§ Task
What is needed here is every entry, retyped exactly.

*** Opening of Information supplied ***

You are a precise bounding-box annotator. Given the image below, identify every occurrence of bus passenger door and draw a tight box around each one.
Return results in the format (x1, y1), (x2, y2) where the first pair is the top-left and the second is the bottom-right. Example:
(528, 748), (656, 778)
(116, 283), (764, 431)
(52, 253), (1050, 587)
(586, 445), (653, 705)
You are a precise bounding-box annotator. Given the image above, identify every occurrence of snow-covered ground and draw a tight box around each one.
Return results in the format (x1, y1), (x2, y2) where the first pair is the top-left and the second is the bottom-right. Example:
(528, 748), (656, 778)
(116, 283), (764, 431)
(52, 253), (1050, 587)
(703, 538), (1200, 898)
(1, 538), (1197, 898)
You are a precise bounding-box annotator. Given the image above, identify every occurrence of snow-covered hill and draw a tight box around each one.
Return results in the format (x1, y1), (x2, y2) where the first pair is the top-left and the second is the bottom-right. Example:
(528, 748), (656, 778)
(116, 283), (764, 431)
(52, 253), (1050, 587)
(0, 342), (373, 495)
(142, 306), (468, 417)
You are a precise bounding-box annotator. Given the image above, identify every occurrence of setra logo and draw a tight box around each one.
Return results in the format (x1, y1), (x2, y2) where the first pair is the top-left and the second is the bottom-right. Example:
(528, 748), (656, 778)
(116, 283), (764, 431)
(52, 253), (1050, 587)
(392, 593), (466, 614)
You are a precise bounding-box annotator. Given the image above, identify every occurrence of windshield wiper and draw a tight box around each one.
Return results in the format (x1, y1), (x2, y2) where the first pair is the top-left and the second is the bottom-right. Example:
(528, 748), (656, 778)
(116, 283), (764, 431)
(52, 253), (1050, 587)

*** Close of Information supplied ***

§ Solution
You are a precise bounding-box annotator. Given the image below, identify every occurrence of bus passenger door and draw a tight box around each one.
Return results in the format (x1, y1), (x2, y2) where the first pair is the top-left and the second is the bottom-right. Example:
(528, 748), (656, 778)
(116, 283), (764, 431)
(52, 253), (1050, 587)
(586, 445), (653, 705)
You are a precise bounding-box annotator. Given the image above, identify every occurrence of snow-covered ground and draw a tight box around each one.
Return results in the format (x1, y1), (x2, y2) where the first pair is the top-left and the second is the bottom-right. Example:
(528, 748), (656, 778)
(116, 283), (764, 431)
(52, 253), (1050, 587)
(703, 538), (1200, 898)
(1, 538), (1197, 898)
You are a precise bounding-box annotator. Given the image above, identify every occurrence of snow-covered hill and draw a tight box around each one.
Return results in the format (x1, y1), (x2, y2) where the first pair is the top-left and the second is the bottom-right. Example:
(528, 748), (656, 778)
(116, 283), (764, 431)
(52, 253), (1050, 587)
(0, 342), (373, 495)
(142, 306), (468, 417)
You are a precise bounding-box annotator. Given the image above, identify every occurrence of setra logo and draw a tight box around each one.
Return results in the format (x1, y1), (x2, y2) where the first pair is the top-left and the second is the bottom-right. Example:
(528, 748), (656, 778)
(116, 283), (764, 431)
(52, 253), (1050, 587)
(392, 593), (466, 614)
You are a precise bounding-box annotator. Given the image above, identify every occurrence of windshield wiper and draw a tight box around each one.
Return results in the format (x1, y1), (x2, y2) where the first pair is the top-left and the second is the bottom-right. Example:
(528, 748), (656, 778)
(116, 283), (764, 431)
(52, 253), (1050, 587)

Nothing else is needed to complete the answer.